Superman II 2.41: The Big Dance

And then there was the night when the President of the United States appeared in the sky above Metropolis, and tried to beat a guy to death with a bus.

So here we are, ladies and gentlemen, at the event we’ve all been waiting for: the big super-on-super action scene, where things stop being polite and start getting real. For the first time ever on the big screen, in color and on purpose, we’ve got the titans of the skies battling it out mano a mano for unquestioned air supremacy over a couple of blocks in Midtown.

And the thing that strikes me, from the comfort of the backseat four decades later, is how dumb this is. Not that it’s a bad scene, or stupid filmmaking. This is exactly what people paid their money to see in the first-ever blockbuster supersequel, and the movie delivers. But these characters are fucking idiots, and they’re about to have a big dumb fistfight in the sky.

The scene begins with Superman standing on a flagpole outside the Daily Planet office, annoying the undisputed leaders of the formerly free world, and General Zod bellows, “Bow down before me, son of Jor-El! Kneel before Zod!” And then he points at the floor with a dramatic flourish, to indicate where he would prefer the Son of Jor-El to kneel.

And then they go and hurl themselves head-first through the window. These people think that they run the entirety of the planet Earth right now, and this is how they behave. I can just imagine Jen Psaki, trying to explain this to the White House press corps.

And then they all go and distribute themselves across the skyline, to have the stupidest possible conversation.

“Son of Jor-El!” says the Master of All He Surveys, positioning himself topside at a construction site. “We were beginning to think you were a coward.”

“I’m not a coward, Zod!” is the retort.

Then Non floats by and goes rraaaaaaajhhhhhhh, and Ursa cries, “Let him prove it!”

So that’s where we’re at, strategy-wise: Prove you’re not a coward. They flew all the way here from Washington, D.C.

So then Zod’s like, “Then die, as you deserve to!” and he throws, I don’t know, part of a house, I guess? And Superman’s like, oh no, part of a house. And then he burns it up with the heat vision that Zod knows perfectly well that he has.

Also: “I’m not a coward” — “Then die, as you deserve to!” For not being a coward? These people need to listen to themselves for a minute.

At that point, for reasons of his own, Superman decides to go fly around aimlessly for a minute. “Take him!” says Zod to his officially stupidest minion. “He’s yours!” Why?

There’s a little bit of flying over the river, and then they start flying over the streets again, and then Superman hears Ursa’s voice, saying, “Superman!”

And he just stops what he’s doing, and looks around, and Non punches him in the face.

Objective 1 |
In the rows, rewrite the stretch running from the start of the rows through the line containing "column 353, row 145", substituting "grocery shelf audit" for "retail shelf audit" and leaving everything else unchanged.

Entries shown |
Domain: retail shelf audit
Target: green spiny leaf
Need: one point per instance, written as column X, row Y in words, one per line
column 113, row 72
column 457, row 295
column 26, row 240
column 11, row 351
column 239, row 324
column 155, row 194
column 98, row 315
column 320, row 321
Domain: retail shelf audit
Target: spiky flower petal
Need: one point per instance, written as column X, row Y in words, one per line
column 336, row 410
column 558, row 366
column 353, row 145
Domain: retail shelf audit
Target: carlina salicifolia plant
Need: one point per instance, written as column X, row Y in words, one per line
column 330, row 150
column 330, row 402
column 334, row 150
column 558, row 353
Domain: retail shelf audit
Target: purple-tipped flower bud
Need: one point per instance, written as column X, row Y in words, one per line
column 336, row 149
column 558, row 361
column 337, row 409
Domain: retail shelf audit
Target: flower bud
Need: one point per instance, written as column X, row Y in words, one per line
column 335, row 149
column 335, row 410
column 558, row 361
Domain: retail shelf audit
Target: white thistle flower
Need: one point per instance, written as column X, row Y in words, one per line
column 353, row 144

Objective 2 |
From the Superman II post, quote the part that opens with the words "And then they go" and closes with "House press corps.", word for word.

Correct output 1 |
Domain: grocery shelf audit
Target: green spiny leaf
Need: one point per instance, written as column X, row Y in words, one per line
column 113, row 72
column 457, row 295
column 26, row 240
column 11, row 351
column 239, row 324
column 155, row 194
column 98, row 315
column 320, row 321
Domain: grocery shelf audit
Target: spiky flower petal
Need: one point per instance, written as column X, row Y in words, one per line
column 336, row 410
column 558, row 366
column 353, row 145

Correct output 2 |
And then they go and hurl themselves head-first through the window. These people think that they run the entirety of the planet Earth right now, and this is how they behave. I can just imagine Jen Psaki, trying to explain this to the White House press corps.